▶ **WRITTEN REQUEST A**
In the entries below, render the lines between the one holding "the white baseboard" and the one holding "x=542 y=366", inclusive, as a numbered list with blank lines left out.

__________________________________________________

Did he have an affair with Madame Bonacieux? That story—like so many others, such as The Count of Monte Cristo—was the product of Alexandre Dumas’ imagination.

As the governor of Lille (not a pleasant experience for him), D’Artagnan wanted to exchange the life of an administrator for the life of a soldier. Eventually he got his wish and became Captain Lieutenant of the first company of musketeers. Only the King (who was Captain General) had a higher rank in the unit.

During France’s war with the Netherlands, the real D’Artagnan died of a musket ball to the throat in the siege of Maastricht (a Dutch town at the southern tip of the country). Today his statue is a prominent feature in the town of Auch.

The King whom D’Artagnan served with such valor—Louis XIV—ruled 72 years. (He died in 1715; this link depicts him at about age 67.) He was, thanks to Cardinal Richelieu’s plan for French kings, an absolute monarch. He was fond of saying, "L’Etat, c’est moi" ("I am the State").

When he revoked the Edict of Nantes—which his grandfather Henri IV had signed to give the Huguenots rights under the law—the "Sun King" (as Louis XIV was known) stripped the Huguenots of their religious freedom. Historians estimate that 200,000 (or more) skilled French Protestants left the country as a direct result. Some came to America where many settled in Charleston, South Carolina. Others fled to neighboring European countries.

__________________________________________________

▶ **WRITTEN REQUEST B**
Retype the text on D'Artagnan and Louis XIV between "Did he have" and "in the unit.", inclusive.

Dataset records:
__________________________________________________

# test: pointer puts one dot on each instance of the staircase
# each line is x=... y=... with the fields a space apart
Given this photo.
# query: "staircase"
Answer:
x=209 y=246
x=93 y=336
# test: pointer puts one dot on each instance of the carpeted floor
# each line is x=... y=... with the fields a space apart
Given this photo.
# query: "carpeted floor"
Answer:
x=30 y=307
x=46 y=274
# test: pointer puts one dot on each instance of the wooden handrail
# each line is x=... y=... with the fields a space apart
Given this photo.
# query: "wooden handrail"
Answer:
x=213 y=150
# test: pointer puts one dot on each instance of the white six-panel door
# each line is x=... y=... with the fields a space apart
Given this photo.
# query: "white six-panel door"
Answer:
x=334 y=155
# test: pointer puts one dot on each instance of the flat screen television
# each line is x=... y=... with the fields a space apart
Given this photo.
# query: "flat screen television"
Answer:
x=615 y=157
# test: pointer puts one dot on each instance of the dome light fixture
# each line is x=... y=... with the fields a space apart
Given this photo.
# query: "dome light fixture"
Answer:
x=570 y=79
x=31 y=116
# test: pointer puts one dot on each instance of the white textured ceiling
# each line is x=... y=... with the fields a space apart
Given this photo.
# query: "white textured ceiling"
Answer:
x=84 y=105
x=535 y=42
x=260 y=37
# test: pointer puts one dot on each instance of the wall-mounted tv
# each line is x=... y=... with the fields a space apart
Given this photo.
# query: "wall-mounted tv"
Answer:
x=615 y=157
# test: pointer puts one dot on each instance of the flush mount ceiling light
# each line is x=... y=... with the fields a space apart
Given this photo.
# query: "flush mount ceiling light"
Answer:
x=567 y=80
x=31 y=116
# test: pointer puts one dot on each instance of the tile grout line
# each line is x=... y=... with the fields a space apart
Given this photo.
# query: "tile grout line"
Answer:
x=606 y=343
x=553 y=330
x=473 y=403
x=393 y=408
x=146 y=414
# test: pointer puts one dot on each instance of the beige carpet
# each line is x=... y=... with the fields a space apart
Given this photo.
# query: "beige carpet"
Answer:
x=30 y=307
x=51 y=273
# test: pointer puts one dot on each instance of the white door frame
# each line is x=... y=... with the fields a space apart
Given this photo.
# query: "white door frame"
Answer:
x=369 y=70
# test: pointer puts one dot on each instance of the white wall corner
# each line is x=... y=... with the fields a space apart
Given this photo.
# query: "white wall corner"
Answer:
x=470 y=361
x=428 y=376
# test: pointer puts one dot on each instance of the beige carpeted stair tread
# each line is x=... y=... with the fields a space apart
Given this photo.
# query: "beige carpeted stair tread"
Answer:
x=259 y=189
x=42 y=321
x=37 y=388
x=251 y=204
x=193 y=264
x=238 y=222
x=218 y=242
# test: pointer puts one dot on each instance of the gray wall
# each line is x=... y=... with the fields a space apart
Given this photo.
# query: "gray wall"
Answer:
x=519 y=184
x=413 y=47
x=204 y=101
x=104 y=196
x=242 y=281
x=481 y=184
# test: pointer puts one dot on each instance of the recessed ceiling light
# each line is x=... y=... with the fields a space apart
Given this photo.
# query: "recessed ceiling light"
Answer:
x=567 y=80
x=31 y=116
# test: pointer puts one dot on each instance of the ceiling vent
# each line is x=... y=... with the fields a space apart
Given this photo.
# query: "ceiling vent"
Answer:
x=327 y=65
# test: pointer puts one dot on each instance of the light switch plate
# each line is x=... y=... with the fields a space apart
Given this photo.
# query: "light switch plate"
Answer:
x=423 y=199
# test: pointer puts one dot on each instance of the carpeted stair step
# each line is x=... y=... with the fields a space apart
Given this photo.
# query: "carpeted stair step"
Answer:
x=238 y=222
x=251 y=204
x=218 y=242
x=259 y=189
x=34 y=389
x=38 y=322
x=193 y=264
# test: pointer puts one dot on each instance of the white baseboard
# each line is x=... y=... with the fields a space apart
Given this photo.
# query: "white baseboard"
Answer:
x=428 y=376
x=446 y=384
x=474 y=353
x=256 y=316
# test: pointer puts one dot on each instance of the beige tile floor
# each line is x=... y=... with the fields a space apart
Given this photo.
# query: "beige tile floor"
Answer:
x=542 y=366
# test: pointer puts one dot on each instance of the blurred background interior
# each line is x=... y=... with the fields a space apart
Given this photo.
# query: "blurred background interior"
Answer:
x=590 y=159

__________________________________________________

▶ **TASK RESULT A**
1. # test: pointer puts one dot on each instance of the white baseboard
2. # each line is x=... y=... with the fields a space apart
3. Given this photo.
4. # query: "white baseboard"
5. Answer:
6. x=428 y=376
7. x=446 y=384
8. x=474 y=353
9. x=256 y=316
10. # test: pointer puts one dot on each instance of the beige tile floor
11. # each line is x=... y=... with the fields a space apart
12. Given this photo.
13. # query: "beige tile floor"
14. Answer:
15. x=542 y=366

▶ **TASK RESULT B**
Did he have an affair with Madame Bonacieux? That story—like so many others, such as The Count of Monte Cristo—was the product of Alexandre Dumas’ imagination.

As the governor of Lille (not a pleasant experience for him), D’Artagnan wanted to exchange the life of an administrator for the life of a soldier. Eventually he got his wish and became Captain Lieutenant of the first company of musketeers. Only the King (who was Captain General) had a higher rank in the unit.